■ Natural-language object grounding data
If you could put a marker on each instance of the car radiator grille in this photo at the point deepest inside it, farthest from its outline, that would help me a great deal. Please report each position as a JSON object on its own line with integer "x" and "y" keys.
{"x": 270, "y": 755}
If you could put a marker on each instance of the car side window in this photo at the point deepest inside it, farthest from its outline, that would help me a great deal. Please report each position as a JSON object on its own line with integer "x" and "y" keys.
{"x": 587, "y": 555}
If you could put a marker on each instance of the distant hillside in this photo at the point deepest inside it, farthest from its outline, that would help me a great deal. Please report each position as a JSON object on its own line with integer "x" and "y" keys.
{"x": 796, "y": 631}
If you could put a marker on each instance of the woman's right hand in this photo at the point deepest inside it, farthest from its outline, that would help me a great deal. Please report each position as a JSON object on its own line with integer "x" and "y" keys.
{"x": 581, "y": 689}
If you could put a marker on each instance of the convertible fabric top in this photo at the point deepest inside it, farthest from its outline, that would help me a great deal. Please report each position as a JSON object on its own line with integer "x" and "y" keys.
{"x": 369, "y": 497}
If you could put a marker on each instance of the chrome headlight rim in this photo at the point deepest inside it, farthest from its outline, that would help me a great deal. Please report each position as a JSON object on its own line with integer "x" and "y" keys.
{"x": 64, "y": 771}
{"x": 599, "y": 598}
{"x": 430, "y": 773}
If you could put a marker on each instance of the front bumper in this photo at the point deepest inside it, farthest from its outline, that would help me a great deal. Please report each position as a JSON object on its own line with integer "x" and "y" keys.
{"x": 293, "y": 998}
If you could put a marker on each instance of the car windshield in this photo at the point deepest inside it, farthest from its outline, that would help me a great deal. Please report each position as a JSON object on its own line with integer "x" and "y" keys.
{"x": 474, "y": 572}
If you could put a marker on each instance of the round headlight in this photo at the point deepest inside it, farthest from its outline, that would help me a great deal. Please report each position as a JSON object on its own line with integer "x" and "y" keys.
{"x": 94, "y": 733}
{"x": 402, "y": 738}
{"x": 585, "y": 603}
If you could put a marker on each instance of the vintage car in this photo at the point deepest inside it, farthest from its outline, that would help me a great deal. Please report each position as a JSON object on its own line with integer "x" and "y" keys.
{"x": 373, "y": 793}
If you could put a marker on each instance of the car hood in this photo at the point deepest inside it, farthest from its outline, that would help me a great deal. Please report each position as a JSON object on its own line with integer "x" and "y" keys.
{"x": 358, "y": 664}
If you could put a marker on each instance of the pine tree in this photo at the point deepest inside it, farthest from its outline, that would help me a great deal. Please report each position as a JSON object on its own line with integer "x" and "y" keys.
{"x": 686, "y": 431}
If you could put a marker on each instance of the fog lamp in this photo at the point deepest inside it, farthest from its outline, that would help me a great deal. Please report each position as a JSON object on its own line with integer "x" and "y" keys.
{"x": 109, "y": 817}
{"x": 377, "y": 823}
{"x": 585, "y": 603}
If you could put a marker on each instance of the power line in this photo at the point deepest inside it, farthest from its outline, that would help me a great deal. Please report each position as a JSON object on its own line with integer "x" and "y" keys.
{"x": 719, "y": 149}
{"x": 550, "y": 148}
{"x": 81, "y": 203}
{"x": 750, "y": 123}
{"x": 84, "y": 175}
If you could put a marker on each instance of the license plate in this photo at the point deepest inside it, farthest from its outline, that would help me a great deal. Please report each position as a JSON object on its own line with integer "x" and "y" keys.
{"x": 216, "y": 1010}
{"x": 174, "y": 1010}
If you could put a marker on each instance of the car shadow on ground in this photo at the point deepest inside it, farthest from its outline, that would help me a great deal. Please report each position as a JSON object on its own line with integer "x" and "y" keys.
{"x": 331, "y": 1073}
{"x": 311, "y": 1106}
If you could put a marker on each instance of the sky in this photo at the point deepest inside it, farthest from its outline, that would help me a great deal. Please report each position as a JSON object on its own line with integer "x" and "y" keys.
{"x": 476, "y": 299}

==

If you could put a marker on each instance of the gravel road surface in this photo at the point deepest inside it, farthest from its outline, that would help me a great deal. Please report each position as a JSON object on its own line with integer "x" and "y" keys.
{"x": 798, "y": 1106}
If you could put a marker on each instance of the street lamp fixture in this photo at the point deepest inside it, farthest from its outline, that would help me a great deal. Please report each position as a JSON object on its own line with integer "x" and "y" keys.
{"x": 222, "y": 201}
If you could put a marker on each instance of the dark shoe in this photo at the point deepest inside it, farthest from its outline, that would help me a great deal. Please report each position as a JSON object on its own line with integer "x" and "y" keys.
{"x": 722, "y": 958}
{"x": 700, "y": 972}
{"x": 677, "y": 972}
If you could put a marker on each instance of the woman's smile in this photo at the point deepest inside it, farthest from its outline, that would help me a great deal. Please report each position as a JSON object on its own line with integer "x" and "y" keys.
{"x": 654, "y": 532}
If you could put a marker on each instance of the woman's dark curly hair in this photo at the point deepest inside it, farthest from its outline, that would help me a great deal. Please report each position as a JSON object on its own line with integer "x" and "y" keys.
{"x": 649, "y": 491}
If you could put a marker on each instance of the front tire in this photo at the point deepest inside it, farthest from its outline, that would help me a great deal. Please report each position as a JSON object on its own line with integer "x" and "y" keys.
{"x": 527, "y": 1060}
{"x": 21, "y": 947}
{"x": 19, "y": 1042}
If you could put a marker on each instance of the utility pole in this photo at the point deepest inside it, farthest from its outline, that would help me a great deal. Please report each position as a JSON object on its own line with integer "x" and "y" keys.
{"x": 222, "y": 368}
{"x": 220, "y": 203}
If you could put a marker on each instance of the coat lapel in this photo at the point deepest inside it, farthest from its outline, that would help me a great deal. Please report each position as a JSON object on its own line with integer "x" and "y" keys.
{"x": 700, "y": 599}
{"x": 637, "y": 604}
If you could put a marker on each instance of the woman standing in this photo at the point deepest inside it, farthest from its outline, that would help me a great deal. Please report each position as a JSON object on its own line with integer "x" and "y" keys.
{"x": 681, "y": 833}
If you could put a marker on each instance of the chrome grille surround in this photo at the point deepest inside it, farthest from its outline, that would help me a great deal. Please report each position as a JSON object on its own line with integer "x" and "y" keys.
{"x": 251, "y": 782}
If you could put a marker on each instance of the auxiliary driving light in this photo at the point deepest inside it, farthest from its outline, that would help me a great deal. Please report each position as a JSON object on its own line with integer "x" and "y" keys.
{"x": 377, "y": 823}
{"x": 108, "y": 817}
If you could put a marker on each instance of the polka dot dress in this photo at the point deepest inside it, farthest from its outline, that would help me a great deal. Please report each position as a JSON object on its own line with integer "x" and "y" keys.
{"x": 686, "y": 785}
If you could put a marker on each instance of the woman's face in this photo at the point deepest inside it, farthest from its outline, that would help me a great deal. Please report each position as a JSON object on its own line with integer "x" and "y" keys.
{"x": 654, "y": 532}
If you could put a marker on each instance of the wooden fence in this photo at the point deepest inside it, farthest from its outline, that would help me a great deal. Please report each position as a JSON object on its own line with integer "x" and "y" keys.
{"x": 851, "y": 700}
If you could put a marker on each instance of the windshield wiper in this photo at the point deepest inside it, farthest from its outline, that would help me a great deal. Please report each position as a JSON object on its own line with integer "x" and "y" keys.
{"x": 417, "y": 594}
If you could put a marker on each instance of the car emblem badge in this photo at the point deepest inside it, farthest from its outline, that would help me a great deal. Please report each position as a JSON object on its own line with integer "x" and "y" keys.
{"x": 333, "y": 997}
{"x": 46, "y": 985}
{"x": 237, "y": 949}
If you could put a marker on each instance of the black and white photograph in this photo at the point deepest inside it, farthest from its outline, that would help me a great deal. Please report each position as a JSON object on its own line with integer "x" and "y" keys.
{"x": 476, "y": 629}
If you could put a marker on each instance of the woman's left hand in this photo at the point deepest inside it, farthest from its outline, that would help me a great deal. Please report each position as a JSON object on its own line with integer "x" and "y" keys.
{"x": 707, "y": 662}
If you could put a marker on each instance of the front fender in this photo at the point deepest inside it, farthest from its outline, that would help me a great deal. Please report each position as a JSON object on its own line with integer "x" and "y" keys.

■ Exercise brief
Retype exactly the lines of the data above that fall between the line with "the woman's left" and the line with "the front fender", inclusive, and add nothing.

■ Answer space
If you could put a marker on each instance of the woman's left hand in this photo at the point deepest inside it, farthest from its outline, that would help me a great deal. Please report each position as a JSON object on its own line with integer "x" and "y" keys.
{"x": 707, "y": 662}
If you could put a marker on each instance of the front fender in this photo at the point deepest inside it, farthest from its outline, that would help me a great deal. Please report each position as a JSON object on its own line with integer "x" and "y" keys.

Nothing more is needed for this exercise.